#### Written task:
Rewrite the listing from the line containing "Place a point on every instance of the blue jeans" through the line containing "Place a point on every instance of the autumn", swapping "sneaker" for "running shoe" and keeping everything else the same. Leave the pictures out of your answer.
-*-
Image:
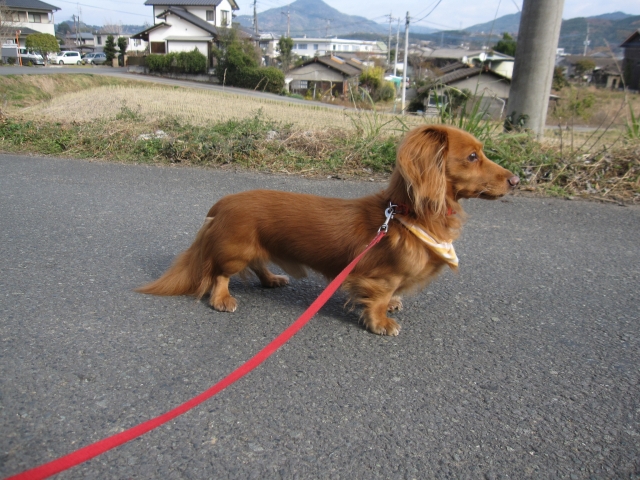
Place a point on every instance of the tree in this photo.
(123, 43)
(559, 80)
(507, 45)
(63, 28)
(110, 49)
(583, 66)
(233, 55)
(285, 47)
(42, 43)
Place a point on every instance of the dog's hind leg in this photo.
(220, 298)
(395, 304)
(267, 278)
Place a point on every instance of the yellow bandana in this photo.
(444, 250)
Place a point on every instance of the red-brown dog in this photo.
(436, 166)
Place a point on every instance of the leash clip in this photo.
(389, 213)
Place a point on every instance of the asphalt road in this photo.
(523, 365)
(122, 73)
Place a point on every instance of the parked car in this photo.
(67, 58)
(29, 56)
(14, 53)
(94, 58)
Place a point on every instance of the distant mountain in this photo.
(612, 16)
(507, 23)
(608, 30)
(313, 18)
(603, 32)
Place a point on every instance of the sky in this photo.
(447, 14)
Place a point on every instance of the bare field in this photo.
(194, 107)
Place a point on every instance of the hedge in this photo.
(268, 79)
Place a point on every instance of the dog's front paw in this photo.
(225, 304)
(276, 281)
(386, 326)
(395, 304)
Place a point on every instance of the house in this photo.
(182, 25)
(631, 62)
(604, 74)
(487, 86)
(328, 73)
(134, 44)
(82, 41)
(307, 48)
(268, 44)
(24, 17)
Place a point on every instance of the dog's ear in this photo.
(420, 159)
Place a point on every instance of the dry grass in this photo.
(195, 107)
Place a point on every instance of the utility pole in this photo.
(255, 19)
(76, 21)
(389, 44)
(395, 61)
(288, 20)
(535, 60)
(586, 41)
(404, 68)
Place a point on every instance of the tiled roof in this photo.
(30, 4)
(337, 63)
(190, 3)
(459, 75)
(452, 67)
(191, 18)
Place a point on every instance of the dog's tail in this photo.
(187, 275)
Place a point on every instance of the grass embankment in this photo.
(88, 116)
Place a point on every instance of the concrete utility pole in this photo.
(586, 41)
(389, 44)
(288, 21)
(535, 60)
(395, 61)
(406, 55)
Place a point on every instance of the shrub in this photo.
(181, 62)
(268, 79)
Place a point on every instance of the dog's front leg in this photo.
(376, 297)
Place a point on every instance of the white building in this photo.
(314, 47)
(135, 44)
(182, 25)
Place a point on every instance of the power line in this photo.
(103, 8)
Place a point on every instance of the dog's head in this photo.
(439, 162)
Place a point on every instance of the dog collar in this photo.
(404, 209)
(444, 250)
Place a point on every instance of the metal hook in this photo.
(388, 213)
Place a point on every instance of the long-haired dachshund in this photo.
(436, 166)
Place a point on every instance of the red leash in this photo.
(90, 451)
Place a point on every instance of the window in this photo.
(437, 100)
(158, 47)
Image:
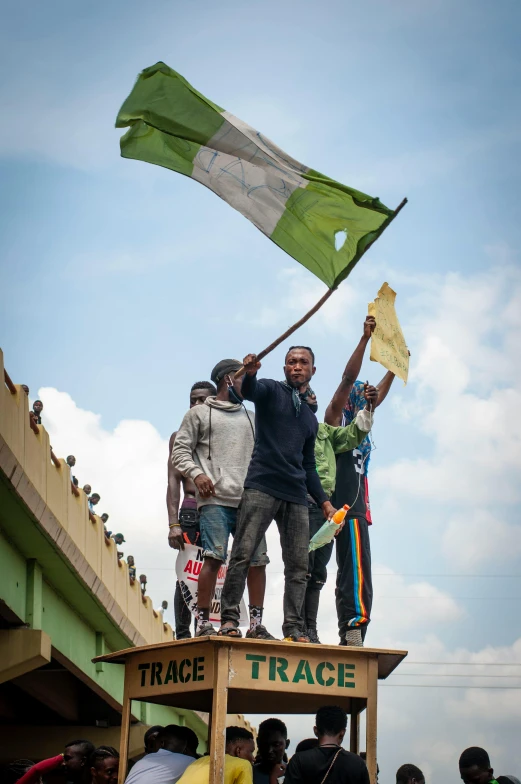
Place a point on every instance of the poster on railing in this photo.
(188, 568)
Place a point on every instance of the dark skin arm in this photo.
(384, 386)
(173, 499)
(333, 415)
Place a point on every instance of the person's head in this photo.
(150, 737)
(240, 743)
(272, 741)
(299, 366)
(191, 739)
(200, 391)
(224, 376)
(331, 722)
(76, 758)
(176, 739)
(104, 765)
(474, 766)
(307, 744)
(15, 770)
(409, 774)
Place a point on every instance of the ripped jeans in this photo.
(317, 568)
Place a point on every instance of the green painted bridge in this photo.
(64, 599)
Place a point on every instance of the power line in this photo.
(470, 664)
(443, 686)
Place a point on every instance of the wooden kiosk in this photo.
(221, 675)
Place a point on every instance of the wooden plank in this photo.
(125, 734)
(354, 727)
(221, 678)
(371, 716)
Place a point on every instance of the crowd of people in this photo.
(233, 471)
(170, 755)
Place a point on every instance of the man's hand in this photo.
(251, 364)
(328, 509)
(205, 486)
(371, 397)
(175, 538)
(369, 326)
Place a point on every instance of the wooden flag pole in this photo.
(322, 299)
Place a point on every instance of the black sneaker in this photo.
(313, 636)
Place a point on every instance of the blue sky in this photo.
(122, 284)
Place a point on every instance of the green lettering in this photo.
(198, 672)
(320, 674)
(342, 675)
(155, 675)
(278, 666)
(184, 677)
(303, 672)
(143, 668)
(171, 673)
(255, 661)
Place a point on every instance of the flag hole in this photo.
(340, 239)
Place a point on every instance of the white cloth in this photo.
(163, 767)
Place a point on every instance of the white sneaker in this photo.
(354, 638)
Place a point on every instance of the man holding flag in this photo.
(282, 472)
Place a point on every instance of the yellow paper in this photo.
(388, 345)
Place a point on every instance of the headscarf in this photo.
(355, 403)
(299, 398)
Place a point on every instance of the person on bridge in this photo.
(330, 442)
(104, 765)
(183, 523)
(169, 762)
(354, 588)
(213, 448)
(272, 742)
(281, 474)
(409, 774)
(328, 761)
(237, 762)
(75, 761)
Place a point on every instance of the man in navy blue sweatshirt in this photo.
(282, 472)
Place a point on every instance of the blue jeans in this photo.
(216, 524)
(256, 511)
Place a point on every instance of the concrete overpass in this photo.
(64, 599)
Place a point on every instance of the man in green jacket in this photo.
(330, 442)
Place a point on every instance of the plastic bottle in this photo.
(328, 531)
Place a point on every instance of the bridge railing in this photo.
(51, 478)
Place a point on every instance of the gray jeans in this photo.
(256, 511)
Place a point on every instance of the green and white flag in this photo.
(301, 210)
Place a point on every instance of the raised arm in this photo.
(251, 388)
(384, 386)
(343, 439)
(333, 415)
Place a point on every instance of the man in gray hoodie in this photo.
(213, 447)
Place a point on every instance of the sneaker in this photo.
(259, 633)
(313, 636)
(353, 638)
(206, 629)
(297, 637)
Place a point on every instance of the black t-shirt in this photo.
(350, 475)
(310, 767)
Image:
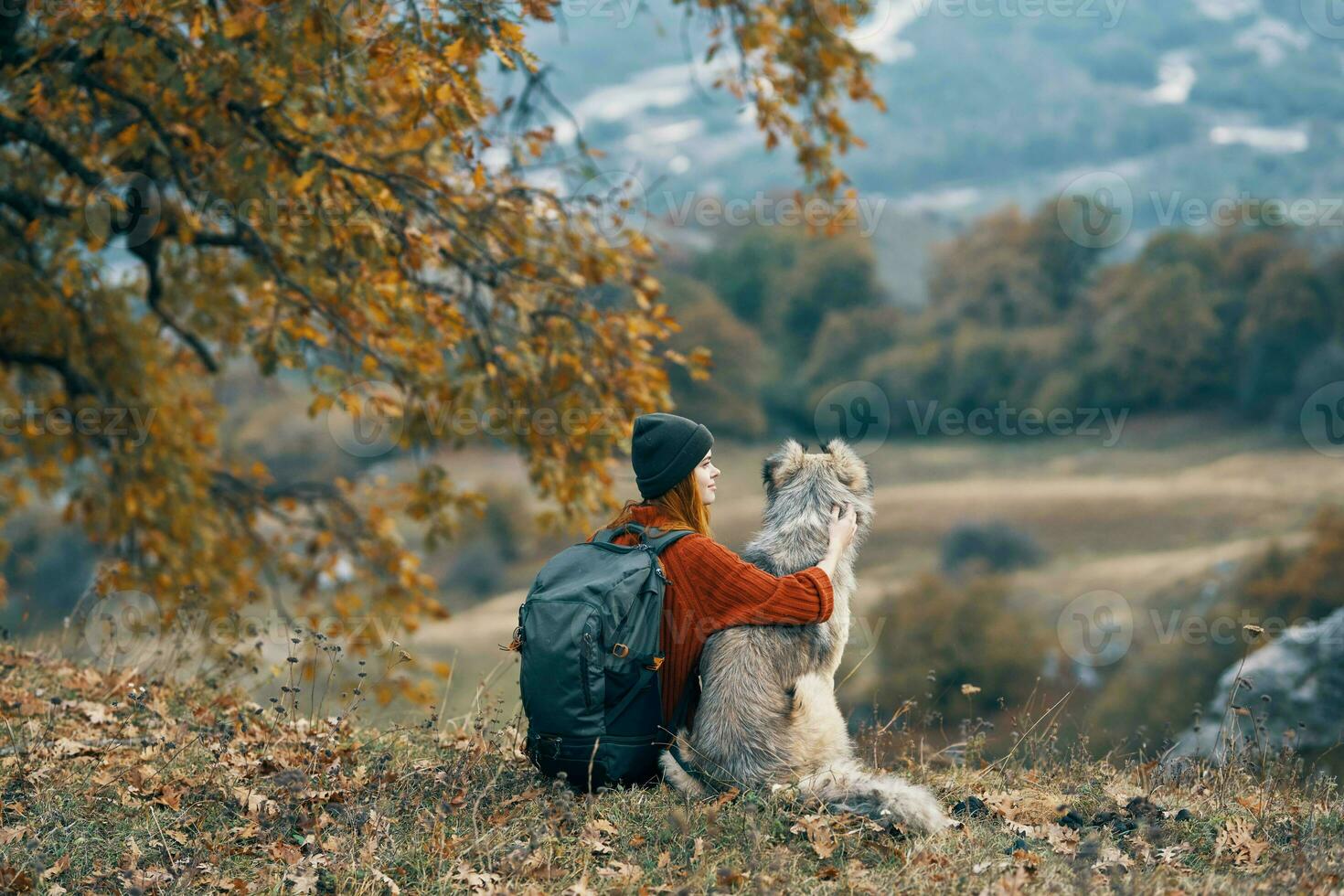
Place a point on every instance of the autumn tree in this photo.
-*-
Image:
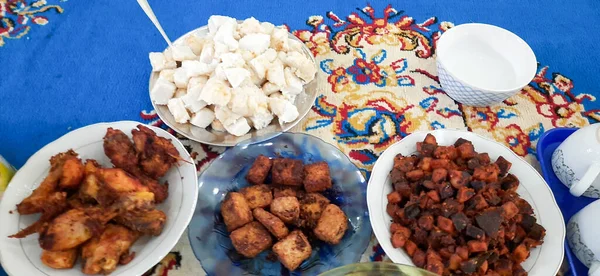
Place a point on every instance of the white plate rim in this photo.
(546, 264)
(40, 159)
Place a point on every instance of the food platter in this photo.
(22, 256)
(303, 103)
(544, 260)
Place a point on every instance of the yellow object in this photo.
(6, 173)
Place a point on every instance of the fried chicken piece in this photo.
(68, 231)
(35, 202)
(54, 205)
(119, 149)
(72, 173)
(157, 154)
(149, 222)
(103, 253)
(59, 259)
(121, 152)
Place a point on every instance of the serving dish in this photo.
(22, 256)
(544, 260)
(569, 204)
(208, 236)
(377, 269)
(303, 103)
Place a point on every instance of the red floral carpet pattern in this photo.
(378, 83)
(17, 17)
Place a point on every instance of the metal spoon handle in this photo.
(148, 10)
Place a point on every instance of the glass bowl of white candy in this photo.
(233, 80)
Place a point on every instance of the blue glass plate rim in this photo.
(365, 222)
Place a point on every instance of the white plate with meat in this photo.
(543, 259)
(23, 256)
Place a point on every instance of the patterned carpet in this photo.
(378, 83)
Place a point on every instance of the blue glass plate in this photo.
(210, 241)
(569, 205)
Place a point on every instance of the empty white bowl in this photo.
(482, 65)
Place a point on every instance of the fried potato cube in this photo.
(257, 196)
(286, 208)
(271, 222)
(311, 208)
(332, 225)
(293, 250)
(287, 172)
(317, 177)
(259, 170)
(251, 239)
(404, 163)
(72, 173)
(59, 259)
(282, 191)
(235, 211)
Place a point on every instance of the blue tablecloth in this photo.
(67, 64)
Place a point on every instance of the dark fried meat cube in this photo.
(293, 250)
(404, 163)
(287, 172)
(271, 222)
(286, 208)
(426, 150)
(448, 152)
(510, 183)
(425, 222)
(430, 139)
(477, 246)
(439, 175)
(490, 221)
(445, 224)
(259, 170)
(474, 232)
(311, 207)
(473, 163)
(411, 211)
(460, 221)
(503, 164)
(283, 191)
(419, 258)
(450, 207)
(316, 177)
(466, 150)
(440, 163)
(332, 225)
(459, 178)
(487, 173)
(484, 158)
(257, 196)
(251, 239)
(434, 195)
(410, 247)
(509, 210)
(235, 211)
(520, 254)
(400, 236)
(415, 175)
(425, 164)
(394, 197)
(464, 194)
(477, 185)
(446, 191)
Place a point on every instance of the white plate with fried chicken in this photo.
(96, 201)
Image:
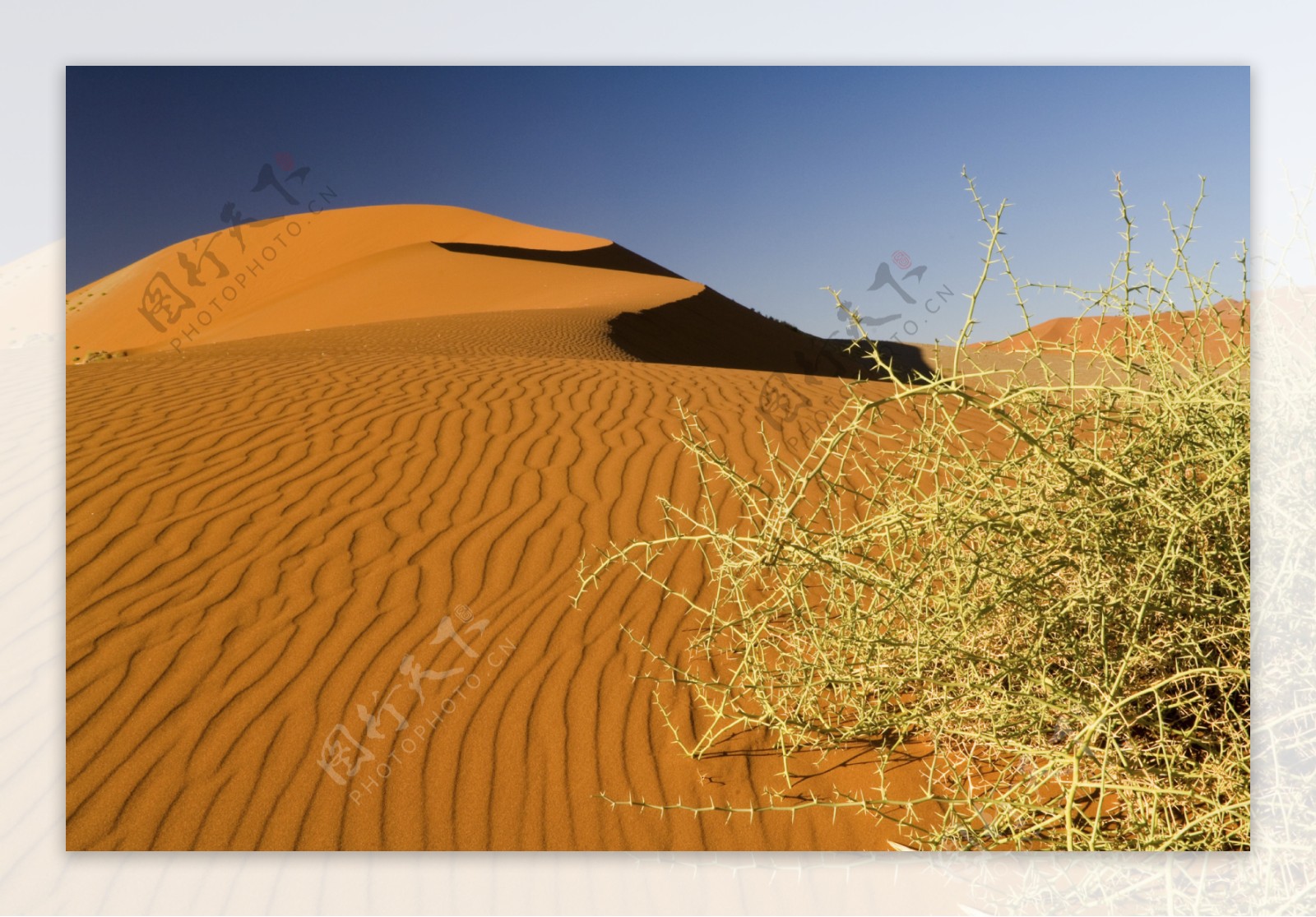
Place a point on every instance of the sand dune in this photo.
-*-
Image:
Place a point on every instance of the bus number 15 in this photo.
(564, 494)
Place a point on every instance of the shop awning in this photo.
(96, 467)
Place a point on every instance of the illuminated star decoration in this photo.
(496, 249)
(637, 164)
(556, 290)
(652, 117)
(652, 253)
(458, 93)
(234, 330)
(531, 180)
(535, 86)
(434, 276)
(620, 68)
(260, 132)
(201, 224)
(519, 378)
-*-
#### Completed task:
Place a point on every instance of the blue jeans in this photo.
(216, 524)
(256, 511)
Place a point on every instance of the concrete overpass in this photo.
(64, 599)
Place a point on every instance of the man in green jacket in this photo.
(330, 442)
Place a point on every instance of the plastic bottle in this photo.
(328, 531)
Place a point on every instance of the bridge railing in this photo.
(51, 478)
Place a point on every instance of the gray jeans in this photo.
(256, 511)
Place a point on every instance of the green and white flag in this photo.
(301, 210)
Place a point on every instance of the raised arm in this photo.
(251, 388)
(384, 386)
(343, 439)
(333, 415)
Place a point on every instance of the man in gray hoodie in this photo.
(213, 447)
Place a point on every instance of the running shoe in this photo.
(259, 633)
(313, 636)
(353, 638)
(206, 629)
(297, 637)
Place a point on every instance of the black t-shirt in this photo.
(350, 475)
(310, 767)
Image:
Place a point on every instance of the autumn tree in this photo.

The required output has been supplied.